======== Page

From 2977fb17f6875a1c11885a5f00dd02a2d3d982c5 Mon Sep 17 00:00:00 2001
From: George Hotz <72895+geohot@users.noreply.github.com>
Date: Mon, 26 Jun 2023 15:41:23 -0700
Subject: [PATCH] various touchups (#1058)

* op isn't optional

* barrier + named local buffers

* end global and local loop together to avoid useless if statement

* better comments
---
 test/test_speed_v_torch.py     |  3 ---
 tinygrad/codegen/cstyle.py     |  5 +++--
 tinygrad/codegen/linearizer.py | 18 ++++++++++--------
 tinygrad/lazy.py               |  5 ++---
 tinygrad/ops.py                |  2 +-
 5 files changed, 16 insertions(+), 17 deletions(-)

diff --git a/test/test_speed_v_torch.py b/test/test_speed_v_torch.py
index 4792c0af51..33ff921706 100644
--- a/test/test_speed_v_torch.py
+++ b/test/test_speed_v_torch.py
@@ -119,9 +119,6 @@ class TestBigSpeed(unittest.TestCase):
   def test_exp(self):
     def f(a, b): return a.exp()
     helper_test_generic_square('exp', 16384, f, f, onearg=True)
-  def test_gemm_1024(self):
-    def f(a, b): return a @ b
-    helper_test_generic_square('gemm', 1024, f, f)
   def test_gemm_2048(self):
     def f(a, b): return a @ b
     helper_test_generic_square('gemm', 2048, f, f)
diff --git a/tinygrad/codegen/cstyle.py b/tinygrad/codegen/cstyle.py
index 12d3dff9e4..963c260239 100644
--- a/tinygrad/codegen/cstyle.py
+++ b/tinygrad/codegen/cstyle.py
@@ -63,7 +63,7 @@ def uops_to_cstyle(uops:List[UOp], bufs:List[Union[LocalBuffer,LazyBuffer]], lan
   local_size = []
   pend_close = None
 
-  bufnames = ["temp" if isinstance(b, LocalBuffer) else f"data{i}" for i,b in enumerate(bufs)]
+  bufnames = [b.name if isinstance(b, LocalBuffer) else f"data{i}" for i,b in enumerate(bufs)]
 
   depth = 0
   def kk(s): kernel.append("  "*depth+s)
@@ -88,10 +88,11 @@ def uops_to_cstyle(uops:List[UOp], bufs:List[Union[LocalBuffer,LazyBuffer]], lan
           else:
             kk(f"for (int {var.expr} = {var.min}; {var.expr} <= {var.max}; ++{var.expr}) {{")
       depth += 1
+    elif uop == UOps.BARRIER:
+      kk(lang.barrier)

================
======== Provided material

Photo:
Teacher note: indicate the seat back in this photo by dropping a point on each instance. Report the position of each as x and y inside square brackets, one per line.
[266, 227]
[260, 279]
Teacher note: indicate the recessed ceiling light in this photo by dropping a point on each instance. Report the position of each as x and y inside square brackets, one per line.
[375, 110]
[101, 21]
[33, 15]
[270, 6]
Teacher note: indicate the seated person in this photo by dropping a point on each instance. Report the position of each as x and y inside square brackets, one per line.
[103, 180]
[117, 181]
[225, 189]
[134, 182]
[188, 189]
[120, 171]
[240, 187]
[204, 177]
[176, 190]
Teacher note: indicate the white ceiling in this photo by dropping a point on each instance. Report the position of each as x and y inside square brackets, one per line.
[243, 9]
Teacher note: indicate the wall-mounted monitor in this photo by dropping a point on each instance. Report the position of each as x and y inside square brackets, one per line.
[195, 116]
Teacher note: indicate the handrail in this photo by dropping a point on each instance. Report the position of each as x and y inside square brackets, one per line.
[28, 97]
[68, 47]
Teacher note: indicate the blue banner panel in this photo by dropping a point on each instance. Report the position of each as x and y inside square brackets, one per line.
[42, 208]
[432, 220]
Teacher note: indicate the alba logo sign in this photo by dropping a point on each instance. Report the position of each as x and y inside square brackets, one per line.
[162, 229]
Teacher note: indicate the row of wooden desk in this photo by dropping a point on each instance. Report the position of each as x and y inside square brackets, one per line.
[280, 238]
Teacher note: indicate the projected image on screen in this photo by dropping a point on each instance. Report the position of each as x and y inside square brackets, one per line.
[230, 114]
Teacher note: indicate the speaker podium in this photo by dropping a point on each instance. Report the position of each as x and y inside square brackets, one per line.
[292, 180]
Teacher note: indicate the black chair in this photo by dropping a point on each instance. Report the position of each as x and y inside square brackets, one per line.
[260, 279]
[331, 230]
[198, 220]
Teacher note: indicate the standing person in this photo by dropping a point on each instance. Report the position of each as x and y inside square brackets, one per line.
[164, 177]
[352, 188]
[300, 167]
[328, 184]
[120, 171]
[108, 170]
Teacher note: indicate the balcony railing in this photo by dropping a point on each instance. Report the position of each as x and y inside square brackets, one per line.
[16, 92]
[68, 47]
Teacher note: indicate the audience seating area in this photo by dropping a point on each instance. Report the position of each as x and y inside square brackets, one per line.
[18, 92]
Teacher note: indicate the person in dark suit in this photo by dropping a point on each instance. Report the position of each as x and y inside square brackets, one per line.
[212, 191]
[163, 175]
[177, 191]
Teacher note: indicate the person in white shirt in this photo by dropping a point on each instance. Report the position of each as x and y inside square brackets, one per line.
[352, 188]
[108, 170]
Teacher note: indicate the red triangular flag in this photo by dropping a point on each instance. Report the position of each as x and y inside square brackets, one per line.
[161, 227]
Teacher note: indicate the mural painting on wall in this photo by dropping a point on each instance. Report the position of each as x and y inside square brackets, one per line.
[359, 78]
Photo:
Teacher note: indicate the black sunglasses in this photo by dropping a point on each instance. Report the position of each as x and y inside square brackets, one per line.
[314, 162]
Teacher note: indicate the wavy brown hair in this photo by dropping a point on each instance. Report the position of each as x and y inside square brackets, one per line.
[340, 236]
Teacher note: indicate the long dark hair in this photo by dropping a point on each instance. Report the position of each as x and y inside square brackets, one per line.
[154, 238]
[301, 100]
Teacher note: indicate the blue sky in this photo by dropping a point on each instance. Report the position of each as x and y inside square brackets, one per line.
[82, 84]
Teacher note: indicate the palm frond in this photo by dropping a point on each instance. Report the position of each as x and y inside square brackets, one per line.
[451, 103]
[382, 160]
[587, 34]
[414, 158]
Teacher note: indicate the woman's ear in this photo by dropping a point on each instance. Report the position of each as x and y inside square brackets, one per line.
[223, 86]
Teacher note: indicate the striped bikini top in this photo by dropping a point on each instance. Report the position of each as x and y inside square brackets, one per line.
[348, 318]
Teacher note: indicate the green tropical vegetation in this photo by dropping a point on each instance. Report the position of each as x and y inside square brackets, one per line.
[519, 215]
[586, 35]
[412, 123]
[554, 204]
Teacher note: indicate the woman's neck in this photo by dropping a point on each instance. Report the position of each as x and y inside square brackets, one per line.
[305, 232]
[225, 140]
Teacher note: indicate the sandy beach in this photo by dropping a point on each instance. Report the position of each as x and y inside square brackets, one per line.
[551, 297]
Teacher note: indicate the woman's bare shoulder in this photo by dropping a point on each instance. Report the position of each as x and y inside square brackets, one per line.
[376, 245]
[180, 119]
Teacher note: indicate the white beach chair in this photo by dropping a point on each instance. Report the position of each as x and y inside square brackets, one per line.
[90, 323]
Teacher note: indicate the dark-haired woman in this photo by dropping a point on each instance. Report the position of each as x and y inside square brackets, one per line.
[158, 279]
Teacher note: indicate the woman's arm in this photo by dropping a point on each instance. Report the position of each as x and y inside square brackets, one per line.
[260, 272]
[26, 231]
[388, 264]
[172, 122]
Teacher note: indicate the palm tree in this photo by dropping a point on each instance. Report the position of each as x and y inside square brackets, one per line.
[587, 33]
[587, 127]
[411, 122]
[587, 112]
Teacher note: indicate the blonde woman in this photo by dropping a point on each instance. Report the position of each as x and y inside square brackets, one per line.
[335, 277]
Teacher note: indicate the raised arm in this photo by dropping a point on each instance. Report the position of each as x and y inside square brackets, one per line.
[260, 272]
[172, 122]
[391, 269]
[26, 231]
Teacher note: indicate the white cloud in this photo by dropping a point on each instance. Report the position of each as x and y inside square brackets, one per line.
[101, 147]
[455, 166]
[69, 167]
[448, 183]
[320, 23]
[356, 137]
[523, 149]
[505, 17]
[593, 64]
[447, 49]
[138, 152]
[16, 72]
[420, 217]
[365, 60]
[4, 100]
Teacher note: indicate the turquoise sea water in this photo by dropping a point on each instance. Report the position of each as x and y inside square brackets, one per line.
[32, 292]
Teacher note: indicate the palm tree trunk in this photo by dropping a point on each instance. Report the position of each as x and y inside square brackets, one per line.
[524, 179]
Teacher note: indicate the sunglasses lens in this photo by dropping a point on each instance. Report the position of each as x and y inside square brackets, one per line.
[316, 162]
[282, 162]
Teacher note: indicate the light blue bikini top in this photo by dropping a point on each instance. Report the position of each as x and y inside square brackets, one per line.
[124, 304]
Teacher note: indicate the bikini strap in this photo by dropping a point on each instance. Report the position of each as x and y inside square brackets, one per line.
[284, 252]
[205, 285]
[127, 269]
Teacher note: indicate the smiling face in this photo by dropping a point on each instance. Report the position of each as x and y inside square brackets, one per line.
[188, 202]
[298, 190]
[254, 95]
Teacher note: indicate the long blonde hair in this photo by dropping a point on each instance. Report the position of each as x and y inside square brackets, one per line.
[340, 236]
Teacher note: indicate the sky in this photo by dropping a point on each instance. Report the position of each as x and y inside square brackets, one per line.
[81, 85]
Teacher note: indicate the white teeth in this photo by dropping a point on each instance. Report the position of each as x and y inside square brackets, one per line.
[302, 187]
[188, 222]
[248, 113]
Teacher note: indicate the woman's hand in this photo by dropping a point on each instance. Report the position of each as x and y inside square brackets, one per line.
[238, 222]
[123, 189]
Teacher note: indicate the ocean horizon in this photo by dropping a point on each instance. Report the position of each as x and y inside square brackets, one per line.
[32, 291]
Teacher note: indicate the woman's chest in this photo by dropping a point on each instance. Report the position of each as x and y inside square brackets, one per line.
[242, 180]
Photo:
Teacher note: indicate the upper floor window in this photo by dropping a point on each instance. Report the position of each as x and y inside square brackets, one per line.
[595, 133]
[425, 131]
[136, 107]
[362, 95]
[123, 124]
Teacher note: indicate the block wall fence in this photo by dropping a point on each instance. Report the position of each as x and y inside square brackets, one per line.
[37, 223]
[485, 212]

================

Requests:
(1) In the patch, rename "helper_test_generic_square" to "run_square_benchmark" and reproduce the passage that begins at the words "diff --git a/test/test_speed_v_torch.py" and stops after "1024, f, f)".
(2) According to the patch's summary, how many insertions and deletions does it make?

Results in order:
(1)
diff --git a/test/test_speed_v_torch.py b/test/test_speed_v_torch.py
index 4792c0af51..33ff921706 100644
--- a/test/test_speed_v_torch.py
+++ b/test/test_speed_v_torch.py
@@ -119,9 +119,6 @@ class TestBigSpeed(unittest.TestCase):
   def test_exp(self):
     def f(a, b): return a.exp()
     run_square_benchmark('exp', 16384, f, f, onearg=True)
-  def test_gemm_1024(self):
-    def f(a, b): return a @ b
-    run_square_benchmark('gemm', 1024, f, f)

(2) 16 insertions and 17 deletions.